START Materials provided

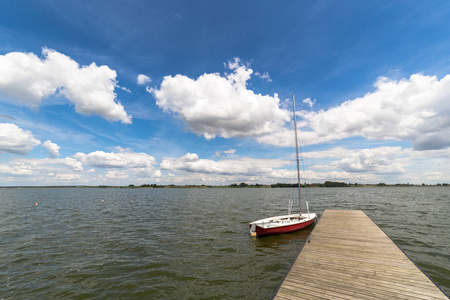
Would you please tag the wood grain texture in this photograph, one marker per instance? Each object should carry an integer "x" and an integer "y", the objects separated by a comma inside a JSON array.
[{"x": 350, "y": 257}]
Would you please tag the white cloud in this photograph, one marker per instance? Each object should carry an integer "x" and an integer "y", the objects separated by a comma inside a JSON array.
[
  {"x": 143, "y": 79},
  {"x": 14, "y": 139},
  {"x": 265, "y": 76},
  {"x": 415, "y": 109},
  {"x": 231, "y": 151},
  {"x": 309, "y": 102},
  {"x": 122, "y": 159},
  {"x": 131, "y": 164},
  {"x": 26, "y": 79},
  {"x": 40, "y": 167},
  {"x": 52, "y": 148},
  {"x": 381, "y": 160},
  {"x": 214, "y": 105},
  {"x": 239, "y": 166}
]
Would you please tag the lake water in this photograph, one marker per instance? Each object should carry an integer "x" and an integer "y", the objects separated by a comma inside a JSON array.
[{"x": 189, "y": 243}]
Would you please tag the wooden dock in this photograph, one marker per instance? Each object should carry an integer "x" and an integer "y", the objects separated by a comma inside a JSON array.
[{"x": 349, "y": 257}]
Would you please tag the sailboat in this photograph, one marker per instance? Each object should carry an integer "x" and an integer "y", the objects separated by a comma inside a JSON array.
[{"x": 290, "y": 222}]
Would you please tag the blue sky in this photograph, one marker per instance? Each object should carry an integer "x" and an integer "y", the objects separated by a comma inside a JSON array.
[{"x": 197, "y": 92}]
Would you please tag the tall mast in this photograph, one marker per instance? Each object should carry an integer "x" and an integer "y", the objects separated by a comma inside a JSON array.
[{"x": 298, "y": 161}]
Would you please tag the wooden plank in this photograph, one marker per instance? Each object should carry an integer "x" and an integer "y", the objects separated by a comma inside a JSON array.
[{"x": 350, "y": 257}]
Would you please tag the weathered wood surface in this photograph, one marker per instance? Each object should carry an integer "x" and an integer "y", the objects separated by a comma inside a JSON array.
[{"x": 350, "y": 257}]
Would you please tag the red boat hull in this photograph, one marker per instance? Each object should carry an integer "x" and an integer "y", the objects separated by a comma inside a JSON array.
[{"x": 283, "y": 229}]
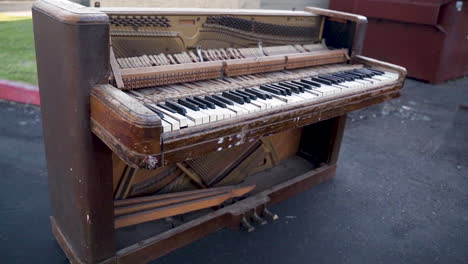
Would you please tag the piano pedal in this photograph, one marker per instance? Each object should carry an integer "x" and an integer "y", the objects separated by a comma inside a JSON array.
[
  {"x": 257, "y": 219},
  {"x": 171, "y": 221},
  {"x": 267, "y": 213},
  {"x": 246, "y": 225}
]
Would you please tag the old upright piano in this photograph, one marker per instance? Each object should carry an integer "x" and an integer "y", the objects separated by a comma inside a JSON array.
[{"x": 180, "y": 122}]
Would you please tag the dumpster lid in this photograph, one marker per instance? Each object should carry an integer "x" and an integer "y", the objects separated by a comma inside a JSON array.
[{"x": 410, "y": 11}]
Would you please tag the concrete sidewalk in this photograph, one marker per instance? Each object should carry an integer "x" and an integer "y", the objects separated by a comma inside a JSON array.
[{"x": 400, "y": 194}]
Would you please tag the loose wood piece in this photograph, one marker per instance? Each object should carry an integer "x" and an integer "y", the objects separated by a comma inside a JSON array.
[
  {"x": 180, "y": 208},
  {"x": 82, "y": 198},
  {"x": 150, "y": 202}
]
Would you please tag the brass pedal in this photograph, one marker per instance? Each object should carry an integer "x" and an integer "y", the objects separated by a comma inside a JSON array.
[
  {"x": 257, "y": 219},
  {"x": 267, "y": 213}
]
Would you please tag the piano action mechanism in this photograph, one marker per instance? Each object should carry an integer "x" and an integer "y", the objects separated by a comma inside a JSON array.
[{"x": 180, "y": 122}]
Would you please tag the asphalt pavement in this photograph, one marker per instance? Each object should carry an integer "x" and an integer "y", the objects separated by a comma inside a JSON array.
[{"x": 400, "y": 194}]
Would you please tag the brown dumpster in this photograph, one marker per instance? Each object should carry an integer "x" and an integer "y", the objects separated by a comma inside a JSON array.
[{"x": 428, "y": 37}]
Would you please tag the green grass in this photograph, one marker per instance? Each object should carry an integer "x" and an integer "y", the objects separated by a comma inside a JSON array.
[{"x": 17, "y": 57}]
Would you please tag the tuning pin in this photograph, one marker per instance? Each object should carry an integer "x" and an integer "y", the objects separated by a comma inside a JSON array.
[
  {"x": 270, "y": 214},
  {"x": 258, "y": 219},
  {"x": 245, "y": 224}
]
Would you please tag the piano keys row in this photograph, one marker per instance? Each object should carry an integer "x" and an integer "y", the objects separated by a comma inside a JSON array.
[{"x": 198, "y": 110}]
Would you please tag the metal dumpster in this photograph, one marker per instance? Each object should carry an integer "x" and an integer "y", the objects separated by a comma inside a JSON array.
[{"x": 428, "y": 37}]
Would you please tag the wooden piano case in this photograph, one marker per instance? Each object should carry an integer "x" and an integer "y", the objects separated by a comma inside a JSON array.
[{"x": 85, "y": 174}]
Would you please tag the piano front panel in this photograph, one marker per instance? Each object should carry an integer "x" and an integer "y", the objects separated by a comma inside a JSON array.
[
  {"x": 136, "y": 34},
  {"x": 196, "y": 140}
]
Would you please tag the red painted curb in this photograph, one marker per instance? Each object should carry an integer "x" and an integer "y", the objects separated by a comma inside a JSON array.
[{"x": 19, "y": 92}]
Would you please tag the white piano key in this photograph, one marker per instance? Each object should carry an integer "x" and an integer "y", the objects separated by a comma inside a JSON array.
[
  {"x": 166, "y": 126},
  {"x": 250, "y": 107},
  {"x": 307, "y": 96},
  {"x": 183, "y": 121},
  {"x": 275, "y": 102},
  {"x": 175, "y": 125},
  {"x": 197, "y": 118},
  {"x": 259, "y": 103},
  {"x": 238, "y": 110},
  {"x": 212, "y": 115},
  {"x": 226, "y": 112}
]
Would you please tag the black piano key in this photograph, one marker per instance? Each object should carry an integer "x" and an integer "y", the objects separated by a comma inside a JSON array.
[
  {"x": 195, "y": 102},
  {"x": 222, "y": 99},
  {"x": 355, "y": 75},
  {"x": 245, "y": 97},
  {"x": 189, "y": 105},
  {"x": 316, "y": 84},
  {"x": 303, "y": 84},
  {"x": 376, "y": 71},
  {"x": 271, "y": 90},
  {"x": 257, "y": 93},
  {"x": 367, "y": 75},
  {"x": 285, "y": 91},
  {"x": 178, "y": 108},
  {"x": 346, "y": 77},
  {"x": 267, "y": 95},
  {"x": 328, "y": 78},
  {"x": 364, "y": 70},
  {"x": 250, "y": 95},
  {"x": 205, "y": 102},
  {"x": 234, "y": 98},
  {"x": 167, "y": 108},
  {"x": 293, "y": 88},
  {"x": 215, "y": 101},
  {"x": 152, "y": 108},
  {"x": 319, "y": 80},
  {"x": 300, "y": 87},
  {"x": 338, "y": 78}
]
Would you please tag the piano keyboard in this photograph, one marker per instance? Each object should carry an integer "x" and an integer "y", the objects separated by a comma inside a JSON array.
[{"x": 180, "y": 113}]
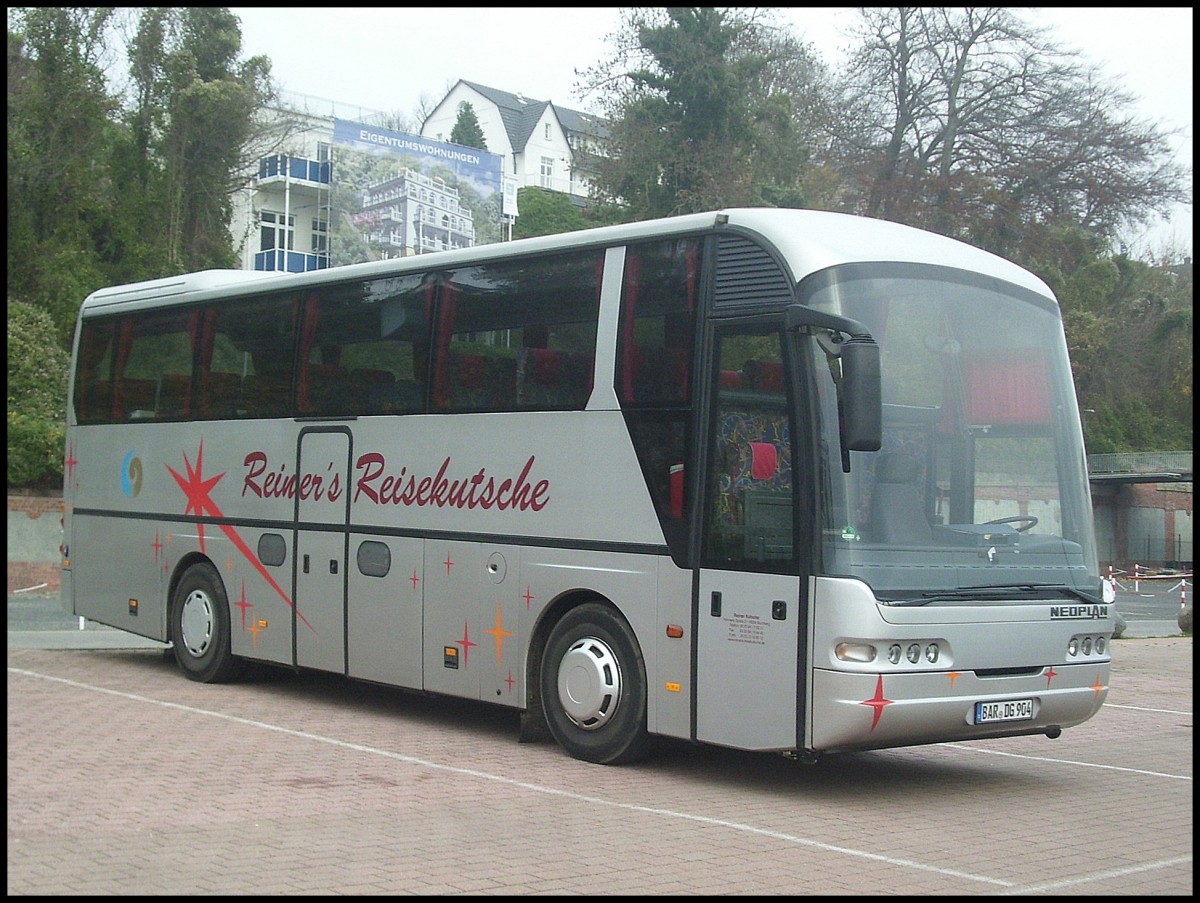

END Materials provided

Your answer must consist of the entries, unchanged, with no pictures in it.

• Output for this exercise:
Would you please tag the wood grain texture in this photograph, one marker per instance? Each object should carry an integer "x" and an integer "y", the objects separated by a comma inside a JSON array.
[{"x": 350, "y": 257}]
Would you please tag the white cloud in this photograph, one marker per instance? Each object should carry an integer "x" and an integer "y", the objects separated by a comma inside a JSON array.
[
  {"x": 143, "y": 79},
  {"x": 14, "y": 139},
  {"x": 265, "y": 76},
  {"x": 415, "y": 109},
  {"x": 231, "y": 151},
  {"x": 309, "y": 102},
  {"x": 122, "y": 159},
  {"x": 131, "y": 164},
  {"x": 26, "y": 79},
  {"x": 40, "y": 167},
  {"x": 52, "y": 148},
  {"x": 381, "y": 160},
  {"x": 214, "y": 105},
  {"x": 239, "y": 166}
]
Would you please tag the lake water in this photograph, one marker per instance? Each object should carry an integer "x" and an integer "y", the objects separated by a comma inside a JSON array.
[{"x": 189, "y": 243}]
Would you please tag the wooden dock in this photograph, one marker per instance? Each object should carry an integer "x" and an integer "y", the objects separated by a comma inside a JSON array.
[{"x": 349, "y": 257}]
Would you please tag the sailboat in this photograph, one marker per instance? Each object should carry an integer "x" and an integer "y", the objects separated by a comma inside a JSON array.
[{"x": 290, "y": 222}]
Would you please tag the blue sky in this photograph, one marker per instance? Each object should carry an integer "x" and an integer "y", the objects separated by a comma inside a JSON array.
[{"x": 197, "y": 92}]
Would you please tag the tall mast in this photograph, one marker per instance? Each object should carry an integer "x" and an integer "y", the objects separated by a comma inside a JSON array.
[{"x": 298, "y": 161}]
Would you please tag the wooden plank in this photograph, one marker per instance? Each object should carry an integer "x" and an integer "y", the objects separated by a comma inside a JSON array.
[{"x": 350, "y": 257}]
Would you please tag the weathered wood surface in this photograph, one marker per instance? Each object should carry an integer "x" and an integer "y", the objects separated by a comma inside a JSON array.
[{"x": 350, "y": 257}]
Would you please tag the red boat hull in this photograph, one marker per instance? Each object should carry an integer "x" and an integer "y", the objects separated by a comma inside a JSON array.
[{"x": 283, "y": 229}]
Would you please tag the piano pedal in this photograph, one marker per instance? Each object should carry an integer "x" and an integer "y", the objects separated by a comma inside a JSON array.
[
  {"x": 257, "y": 219},
  {"x": 171, "y": 221},
  {"x": 267, "y": 213},
  {"x": 246, "y": 225}
]
Would you please tag the old upright piano in this photograph, one marker per instance? Each object should carry an integer "x" and an integer "y", the objects separated by a comma inside a JSON array.
[{"x": 180, "y": 122}]
Would you please tag the dumpster lid in this photograph, one marker per instance? Each object should carry an integer "x" and an integer "y", the objects separated by a comma inside a JSON array.
[{"x": 410, "y": 11}]
Would you please tag the concrete sidewalk in this photograph, one marker per instance? Each object should carry an integer "x" and an integer "y", the objects separated by a comma inside a JSON array.
[{"x": 400, "y": 194}]
Would you please tag the loose wood piece in this photograph, one marker per instance? Each object should carry an integer "x" and an integer "y", the objects separated by a comma inside a JSON array.
[
  {"x": 180, "y": 208},
  {"x": 82, "y": 198},
  {"x": 150, "y": 202}
]
Would you please tag the brass pedal in this photograph, one marker per instance? Each object should carry an integer "x" and an integer "y", the objects separated by a comma inside a JSON array.
[
  {"x": 257, "y": 219},
  {"x": 267, "y": 213}
]
Would you please tag the piano action mechanism in this photograph, one marker per instance? Each object should carry an integer "x" and an integer "y", the objects separated by a comma inside a JSON array.
[{"x": 180, "y": 122}]
Would you please tag the asphalt pavement in this photograph, one marker per instance? Each object should carry an integer "x" and an integer "y", the objects separated by a comma inside a JSON array.
[{"x": 400, "y": 194}]
Would you please tag the brown dumpster in this photograph, one marker per instance? Each object should carry an integer "x" and an integer "y", the objects separated by a comma inside a JSON array.
[{"x": 428, "y": 37}]
Would you please tag the green grass in this photograph, one marker per instance? Each object should carry an integer "x" and an integer "y", the objects separated by a comma inside a JSON array.
[{"x": 17, "y": 57}]
Would you please tag the tuning pin in this photograph, one marker per instance? Each object should carry an integer "x" and an integer "y", the objects separated by a comma inside a JSON array.
[
  {"x": 270, "y": 214},
  {"x": 258, "y": 219},
  {"x": 245, "y": 224}
]
Would you please tag the piano keys row in this photograph, one marker per instance? Each object should carry an integer "x" and an integer "y", the objects separated by a comma inside a JSON array.
[{"x": 198, "y": 110}]
Would you please tag the metal dumpster in this photograph, one marker per instance? Each object should carry an integer "x" and an integer "y", the objects separated by a comma inside a JSON array.
[{"x": 428, "y": 37}]
Would you please tag the wooden piano case in this photograph, one marker per instance? Each object should carry an integer "x" and an integer "y", the objects separated by a comma inside a JSON array.
[{"x": 85, "y": 174}]
Would you please tag the piano front panel in this photograph, one marker per instance? Each object should carry an integer "x" and an integer "y", the objects separated by a comma inside a JSON array.
[
  {"x": 136, "y": 34},
  {"x": 196, "y": 140}
]
Would you please tag the red painted curb in this photograph, one marker per instance? Each object should carry an integer "x" and an integer "y", the objects separated by a comma inside a JSON array.
[{"x": 19, "y": 92}]
Would you please tag the white piano key in this photograph, one marker per instance? Each object should carry an integer "x" and an integer "y", the objects separated by a comma inside a JSON array.
[
  {"x": 166, "y": 126},
  {"x": 250, "y": 107},
  {"x": 307, "y": 96},
  {"x": 183, "y": 121},
  {"x": 275, "y": 102},
  {"x": 175, "y": 125},
  {"x": 197, "y": 118},
  {"x": 259, "y": 103},
  {"x": 238, "y": 110},
  {"x": 212, "y": 115},
  {"x": 226, "y": 112}
]
Would you please tag the black piano key in this photograph, one marker per instance? Each object should carry an integer "x" and an integer "y", the objects separated by a comma inside a JSON array.
[
  {"x": 195, "y": 102},
  {"x": 222, "y": 99},
  {"x": 355, "y": 75},
  {"x": 245, "y": 97},
  {"x": 189, "y": 105},
  {"x": 316, "y": 84},
  {"x": 303, "y": 84},
  {"x": 376, "y": 71},
  {"x": 271, "y": 90},
  {"x": 257, "y": 93},
  {"x": 367, "y": 75},
  {"x": 285, "y": 91},
  {"x": 178, "y": 108},
  {"x": 346, "y": 77},
  {"x": 267, "y": 95},
  {"x": 328, "y": 78},
  {"x": 364, "y": 70},
  {"x": 250, "y": 95},
  {"x": 205, "y": 102},
  {"x": 234, "y": 98},
  {"x": 167, "y": 108},
  {"x": 293, "y": 88},
  {"x": 215, "y": 101},
  {"x": 152, "y": 108},
  {"x": 319, "y": 80},
  {"x": 300, "y": 87},
  {"x": 338, "y": 78}
]
Would you please tag the piano keyboard in this photograph, one marker per instance? Each object should carry an integer "x" and an integer "y", the objects separated by a comma inside a JSON array.
[{"x": 180, "y": 113}]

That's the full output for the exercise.